= TEXTAUSZUG =
*****

Innungs-Chef: Umsetzung der Richtlinie kommt Arbeitsverbot mit Blei gleich

Vor knapp zwei Wochen war das Thema urplötzlich und eher zufällig aufgeploppt, erzählt der Innungsobermeister der Markneukirchner Musikinstrumentenbauer Steffen Meinel. Die Tragweite einer solchen Änderung sei den Politikern offenbar nicht bewusst gewesen. "In bestimmten Bereichen - ich will den Orgelbau, den Klavier- und den Metallblasinstrumentenbau anführen - würde es praktisch einem Arbeitsverbot mit Blei gleichgekommen."

Die Tragweite einer solchen Änderung ist den Politikern offenbar nicht bewusst gewesen.

Steffen Meinel Innungsobermeister der Markneukirchner Musikinstrumentenbauer

Voigt: Blei ist unersetzbar

Für die Herstellung von Metallblasinstrumenten sei Blei seit Jahrhunderten ein unersetzbares Hilfsmittel, erklärt Kerstin Voigt. "Es wird in Metallrohre gefüllt, damit diese beim Biegen ihre Form behalten". Man brauche es, um alte und kaputte Teile zu reproduzieren oder um neue Instrumente zu entwickeln. "In Blei gebogene Instrumente haben andere klangliche Eigenschaften, die den handwerklichen Instrumentenbau ausmachen, ergänzt sie.

*****

= ROHDATEN =
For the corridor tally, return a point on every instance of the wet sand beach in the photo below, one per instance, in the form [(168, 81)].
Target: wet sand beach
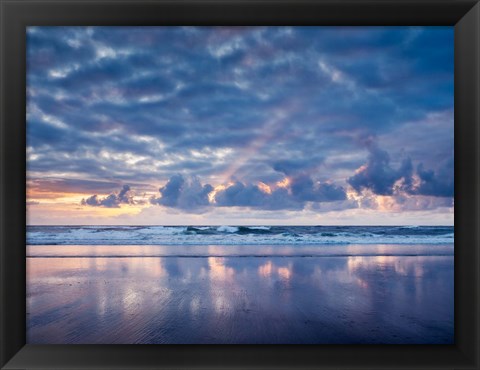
[(283, 298)]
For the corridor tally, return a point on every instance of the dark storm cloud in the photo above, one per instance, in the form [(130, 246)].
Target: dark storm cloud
[(286, 100), (377, 174), (381, 178), (114, 200), (250, 195), (187, 194)]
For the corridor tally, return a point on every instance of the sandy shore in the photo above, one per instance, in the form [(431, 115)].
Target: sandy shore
[(356, 299)]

*****

= ARBEITSAUFTRAG =
Schreiben Sie den Textauszug über Blei im Musikinstrumentenbau vollständig und Wort für Wort ab.

= LÖSUNG =
Innungs-Chef: Umsetzung der Richtlinie kommt Arbeitsverbot mit Blei gleich

Vor knapp zwei Wochen war das Thema urplötzlich und eher zufällig aufgeploppt, erzählt der Innungsobermeister der Markneukirchner Musikinstrumentenbauer Steffen Meinel. Die Tragweite einer solchen Änderung sei den Politikern offenbar nicht bewusst gewesen. "In bestimmten Bereichen - ich will den Orgelbau, den Klavier- und den Metallblasinstrumentenbau anführen - würde es praktisch einem Arbeitsverbot mit Blei gleichgekommen."

Die Tragweite einer solchen Änderung ist den Politikern offenbar nicht bewusst gewesen.

Steffen Meinel Innungsobermeister der Markneukirchner Musikinstrumentenbauer

Voigt: Blei ist unersetzbar

Für die Herstellung von Metallblasinstrumenten sei Blei seit Jahrhunderten ein unersetzbares Hilfsmittel, erklärt Kerstin Voigt. "Es wird in Metallrohre gefüllt, damit diese beim Biegen ihre Form behalten". Man brauche es, um alte und kaputte Teile zu reproduzieren oder um neue Instrumente zu entwickeln. "In Blei gebogene Instrumente haben andere klangliche Eigenschaften, die den handwerklichen Instrumentenbau ausmachen, ergänzt sie.